Referring expression data:
Start of Block

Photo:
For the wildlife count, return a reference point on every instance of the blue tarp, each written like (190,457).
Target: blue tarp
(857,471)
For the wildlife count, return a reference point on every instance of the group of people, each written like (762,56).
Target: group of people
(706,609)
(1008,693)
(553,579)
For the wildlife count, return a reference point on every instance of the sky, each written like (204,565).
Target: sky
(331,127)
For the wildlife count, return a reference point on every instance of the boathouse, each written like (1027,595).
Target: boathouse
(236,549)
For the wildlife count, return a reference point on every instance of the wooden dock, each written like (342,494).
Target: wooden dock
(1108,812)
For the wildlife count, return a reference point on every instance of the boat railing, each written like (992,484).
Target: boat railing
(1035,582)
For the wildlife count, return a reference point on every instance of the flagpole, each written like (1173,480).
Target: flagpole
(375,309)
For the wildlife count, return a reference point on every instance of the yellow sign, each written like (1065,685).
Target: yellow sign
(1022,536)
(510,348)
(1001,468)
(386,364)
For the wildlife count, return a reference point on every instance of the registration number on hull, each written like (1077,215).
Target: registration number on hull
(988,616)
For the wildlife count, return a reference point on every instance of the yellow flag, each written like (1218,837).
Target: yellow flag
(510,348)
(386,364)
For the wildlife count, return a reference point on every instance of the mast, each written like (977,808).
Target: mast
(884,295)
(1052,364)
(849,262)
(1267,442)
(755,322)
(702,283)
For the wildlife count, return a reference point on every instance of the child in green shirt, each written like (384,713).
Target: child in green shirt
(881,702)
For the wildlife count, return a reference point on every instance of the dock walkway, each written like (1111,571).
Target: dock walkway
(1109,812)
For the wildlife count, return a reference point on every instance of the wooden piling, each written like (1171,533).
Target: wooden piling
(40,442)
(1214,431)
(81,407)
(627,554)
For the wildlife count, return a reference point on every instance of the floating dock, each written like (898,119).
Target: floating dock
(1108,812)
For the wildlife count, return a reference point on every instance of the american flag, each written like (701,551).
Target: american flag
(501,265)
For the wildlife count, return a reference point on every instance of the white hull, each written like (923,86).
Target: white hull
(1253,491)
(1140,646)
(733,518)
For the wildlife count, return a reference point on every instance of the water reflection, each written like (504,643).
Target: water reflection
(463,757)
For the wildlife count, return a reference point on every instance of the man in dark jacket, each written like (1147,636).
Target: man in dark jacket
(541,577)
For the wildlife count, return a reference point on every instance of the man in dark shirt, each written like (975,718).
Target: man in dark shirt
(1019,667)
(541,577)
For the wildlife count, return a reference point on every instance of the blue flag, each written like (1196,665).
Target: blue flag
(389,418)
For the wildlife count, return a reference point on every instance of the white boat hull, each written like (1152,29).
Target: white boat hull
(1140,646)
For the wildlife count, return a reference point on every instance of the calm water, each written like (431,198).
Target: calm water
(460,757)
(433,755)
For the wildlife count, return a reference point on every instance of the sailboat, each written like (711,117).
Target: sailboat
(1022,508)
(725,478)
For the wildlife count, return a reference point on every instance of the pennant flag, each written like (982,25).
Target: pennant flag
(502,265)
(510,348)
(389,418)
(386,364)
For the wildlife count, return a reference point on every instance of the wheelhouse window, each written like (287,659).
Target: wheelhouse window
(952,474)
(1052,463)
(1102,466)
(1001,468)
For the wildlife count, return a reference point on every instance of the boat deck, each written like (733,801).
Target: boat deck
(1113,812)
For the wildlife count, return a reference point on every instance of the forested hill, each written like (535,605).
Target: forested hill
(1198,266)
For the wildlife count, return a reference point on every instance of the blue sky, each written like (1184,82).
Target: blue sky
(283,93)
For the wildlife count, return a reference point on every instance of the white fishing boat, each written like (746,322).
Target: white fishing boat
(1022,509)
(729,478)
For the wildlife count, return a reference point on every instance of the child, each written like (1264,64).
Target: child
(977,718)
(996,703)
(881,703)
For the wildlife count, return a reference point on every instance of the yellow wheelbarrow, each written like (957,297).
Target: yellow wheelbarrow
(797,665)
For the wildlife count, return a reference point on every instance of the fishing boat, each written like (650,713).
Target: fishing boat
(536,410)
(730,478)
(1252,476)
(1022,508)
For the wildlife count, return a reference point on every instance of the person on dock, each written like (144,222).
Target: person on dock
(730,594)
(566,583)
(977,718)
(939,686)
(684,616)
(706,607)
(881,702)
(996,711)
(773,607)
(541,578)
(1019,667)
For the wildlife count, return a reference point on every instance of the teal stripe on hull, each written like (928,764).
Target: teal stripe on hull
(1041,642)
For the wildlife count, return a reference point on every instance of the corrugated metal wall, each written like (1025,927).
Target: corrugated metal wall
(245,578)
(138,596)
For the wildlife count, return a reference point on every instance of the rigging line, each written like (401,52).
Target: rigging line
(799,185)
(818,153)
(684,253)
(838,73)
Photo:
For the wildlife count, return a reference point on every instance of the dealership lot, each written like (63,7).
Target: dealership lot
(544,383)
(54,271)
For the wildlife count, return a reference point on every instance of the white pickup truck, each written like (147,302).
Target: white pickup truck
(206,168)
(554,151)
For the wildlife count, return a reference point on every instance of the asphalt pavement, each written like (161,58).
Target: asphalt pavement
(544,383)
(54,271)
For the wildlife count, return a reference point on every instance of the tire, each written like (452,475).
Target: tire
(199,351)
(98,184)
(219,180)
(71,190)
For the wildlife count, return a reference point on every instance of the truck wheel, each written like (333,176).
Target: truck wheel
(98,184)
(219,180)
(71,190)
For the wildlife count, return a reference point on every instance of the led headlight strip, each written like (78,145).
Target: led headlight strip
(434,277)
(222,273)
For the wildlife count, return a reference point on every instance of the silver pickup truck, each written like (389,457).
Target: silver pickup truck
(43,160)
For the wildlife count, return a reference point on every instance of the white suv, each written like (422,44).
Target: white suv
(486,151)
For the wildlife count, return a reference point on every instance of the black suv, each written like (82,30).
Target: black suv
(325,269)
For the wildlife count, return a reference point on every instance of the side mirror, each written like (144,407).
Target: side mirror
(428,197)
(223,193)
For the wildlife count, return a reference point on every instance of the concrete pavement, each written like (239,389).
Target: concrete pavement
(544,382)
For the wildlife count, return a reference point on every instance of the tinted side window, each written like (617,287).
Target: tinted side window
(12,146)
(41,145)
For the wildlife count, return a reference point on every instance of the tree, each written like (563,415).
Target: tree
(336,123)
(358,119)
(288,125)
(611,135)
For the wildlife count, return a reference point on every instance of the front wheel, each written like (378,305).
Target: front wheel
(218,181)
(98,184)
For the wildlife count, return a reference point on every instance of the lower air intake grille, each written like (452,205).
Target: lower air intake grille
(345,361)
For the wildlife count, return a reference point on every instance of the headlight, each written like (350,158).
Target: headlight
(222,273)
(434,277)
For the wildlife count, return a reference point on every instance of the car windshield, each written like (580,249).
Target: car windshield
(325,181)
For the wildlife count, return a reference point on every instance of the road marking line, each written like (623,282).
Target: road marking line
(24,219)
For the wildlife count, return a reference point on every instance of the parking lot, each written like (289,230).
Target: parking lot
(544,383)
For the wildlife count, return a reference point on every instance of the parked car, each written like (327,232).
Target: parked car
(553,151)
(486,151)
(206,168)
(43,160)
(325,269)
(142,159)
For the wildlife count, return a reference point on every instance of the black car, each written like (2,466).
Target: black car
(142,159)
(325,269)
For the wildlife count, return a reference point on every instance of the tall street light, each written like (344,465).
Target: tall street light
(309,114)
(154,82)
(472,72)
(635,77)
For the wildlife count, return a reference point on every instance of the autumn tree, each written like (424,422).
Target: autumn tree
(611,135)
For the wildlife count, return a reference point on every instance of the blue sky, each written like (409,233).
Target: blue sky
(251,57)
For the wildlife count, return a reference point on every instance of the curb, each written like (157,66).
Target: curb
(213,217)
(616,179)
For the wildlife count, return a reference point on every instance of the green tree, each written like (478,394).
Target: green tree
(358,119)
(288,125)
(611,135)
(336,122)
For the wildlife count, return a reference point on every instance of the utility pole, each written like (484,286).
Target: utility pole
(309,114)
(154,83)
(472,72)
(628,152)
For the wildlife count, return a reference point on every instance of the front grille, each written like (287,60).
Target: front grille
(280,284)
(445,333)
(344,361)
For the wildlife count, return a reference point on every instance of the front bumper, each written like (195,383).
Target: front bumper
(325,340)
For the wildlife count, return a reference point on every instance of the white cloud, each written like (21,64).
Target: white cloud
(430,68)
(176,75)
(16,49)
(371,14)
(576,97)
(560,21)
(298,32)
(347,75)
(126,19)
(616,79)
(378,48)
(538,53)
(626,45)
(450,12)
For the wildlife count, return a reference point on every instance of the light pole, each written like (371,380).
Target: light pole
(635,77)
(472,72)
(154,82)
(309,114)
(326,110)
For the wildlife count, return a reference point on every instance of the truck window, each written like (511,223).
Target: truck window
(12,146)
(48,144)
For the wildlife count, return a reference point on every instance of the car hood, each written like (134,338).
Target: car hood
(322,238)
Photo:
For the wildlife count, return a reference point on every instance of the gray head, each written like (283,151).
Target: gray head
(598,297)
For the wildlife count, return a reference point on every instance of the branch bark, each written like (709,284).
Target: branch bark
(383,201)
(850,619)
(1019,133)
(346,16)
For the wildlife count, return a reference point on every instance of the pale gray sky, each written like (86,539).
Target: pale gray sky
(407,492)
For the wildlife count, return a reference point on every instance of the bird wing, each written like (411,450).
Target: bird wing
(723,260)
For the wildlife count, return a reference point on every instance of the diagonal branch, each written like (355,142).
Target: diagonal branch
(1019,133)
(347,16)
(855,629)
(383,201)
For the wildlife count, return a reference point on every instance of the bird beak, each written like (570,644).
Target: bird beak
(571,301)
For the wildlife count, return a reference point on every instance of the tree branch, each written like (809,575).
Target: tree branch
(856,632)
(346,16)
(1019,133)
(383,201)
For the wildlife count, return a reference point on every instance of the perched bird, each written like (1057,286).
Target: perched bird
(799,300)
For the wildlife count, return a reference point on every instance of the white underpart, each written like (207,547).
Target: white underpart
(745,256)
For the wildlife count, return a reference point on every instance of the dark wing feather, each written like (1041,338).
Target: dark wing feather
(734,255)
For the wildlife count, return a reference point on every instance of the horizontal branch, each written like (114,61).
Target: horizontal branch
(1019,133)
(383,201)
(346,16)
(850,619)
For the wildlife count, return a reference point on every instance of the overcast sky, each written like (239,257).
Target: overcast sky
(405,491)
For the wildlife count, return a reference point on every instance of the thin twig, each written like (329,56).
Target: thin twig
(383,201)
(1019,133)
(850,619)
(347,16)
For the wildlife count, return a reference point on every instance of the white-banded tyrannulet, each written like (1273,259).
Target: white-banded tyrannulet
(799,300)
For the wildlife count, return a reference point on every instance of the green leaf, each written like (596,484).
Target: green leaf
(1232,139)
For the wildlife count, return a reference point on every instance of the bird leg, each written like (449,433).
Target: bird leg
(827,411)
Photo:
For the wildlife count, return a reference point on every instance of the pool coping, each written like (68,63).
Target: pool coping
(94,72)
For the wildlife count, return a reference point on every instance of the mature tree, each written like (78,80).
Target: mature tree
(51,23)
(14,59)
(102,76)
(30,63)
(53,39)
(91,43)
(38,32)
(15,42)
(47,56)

End of Block

> [WHAT IS BEING ASKED]:
Using the records above, set down exactly the lines from the one with "Target: side mirror" through the one with "written like (378,305).", inclusive, and nothing more.

> [WRITTEN RESPONSE]:
Target: side mirror
(428,197)
(223,193)
For the wildlife count, return a reference point on every instance of the concrete pavement, each written like (239,389).
Target: concrete pavement
(544,382)
For the wildlife count, return a reference point on every instance of the tinted side window, each written like (617,287).
Target: tinted side window
(12,146)
(41,145)
For the wildlife count, return a reference point on every instance of the tree, each written like (563,415).
Target: tree
(336,123)
(358,119)
(288,125)
(611,135)
For the wildlife count, return a reference point on every instance of the front wheel, each written like (378,305).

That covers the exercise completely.